**What is needed:** Lines before the one containing "Confirm every instance of the lawn" are left out; that line and all after it, through the end of the records, must be transcribed exactly.
:: Records shown
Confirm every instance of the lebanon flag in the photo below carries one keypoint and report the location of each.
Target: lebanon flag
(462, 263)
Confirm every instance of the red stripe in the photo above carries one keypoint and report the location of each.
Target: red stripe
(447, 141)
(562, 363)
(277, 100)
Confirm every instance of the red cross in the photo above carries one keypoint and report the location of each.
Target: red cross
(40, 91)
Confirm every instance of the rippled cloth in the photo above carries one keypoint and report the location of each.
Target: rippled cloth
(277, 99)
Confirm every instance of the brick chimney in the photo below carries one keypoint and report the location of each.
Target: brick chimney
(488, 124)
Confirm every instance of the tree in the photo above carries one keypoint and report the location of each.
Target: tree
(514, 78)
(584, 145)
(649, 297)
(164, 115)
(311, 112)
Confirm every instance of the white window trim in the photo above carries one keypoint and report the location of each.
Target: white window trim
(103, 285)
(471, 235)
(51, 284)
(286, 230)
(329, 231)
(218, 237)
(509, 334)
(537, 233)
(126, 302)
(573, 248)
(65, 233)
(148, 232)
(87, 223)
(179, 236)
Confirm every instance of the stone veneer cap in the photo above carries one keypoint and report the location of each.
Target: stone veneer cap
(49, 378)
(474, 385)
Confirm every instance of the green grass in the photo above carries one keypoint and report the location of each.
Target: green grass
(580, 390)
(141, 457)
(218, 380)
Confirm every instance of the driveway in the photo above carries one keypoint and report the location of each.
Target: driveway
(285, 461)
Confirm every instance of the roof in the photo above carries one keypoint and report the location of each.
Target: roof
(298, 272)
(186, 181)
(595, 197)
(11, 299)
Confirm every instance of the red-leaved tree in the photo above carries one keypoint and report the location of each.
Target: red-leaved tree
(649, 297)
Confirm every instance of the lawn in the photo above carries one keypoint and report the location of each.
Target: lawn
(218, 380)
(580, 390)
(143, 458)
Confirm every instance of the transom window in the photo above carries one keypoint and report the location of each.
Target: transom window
::::
**Reply to the exercise:**
Confirm every instance of the lawn in the photo above carries one keypoint and report the location of each.
Target: lawn
(218, 380)
(580, 390)
(143, 458)
Confirm every instance of the transom window in the photo above carries one keypoint and report the location of each.
Target: transom window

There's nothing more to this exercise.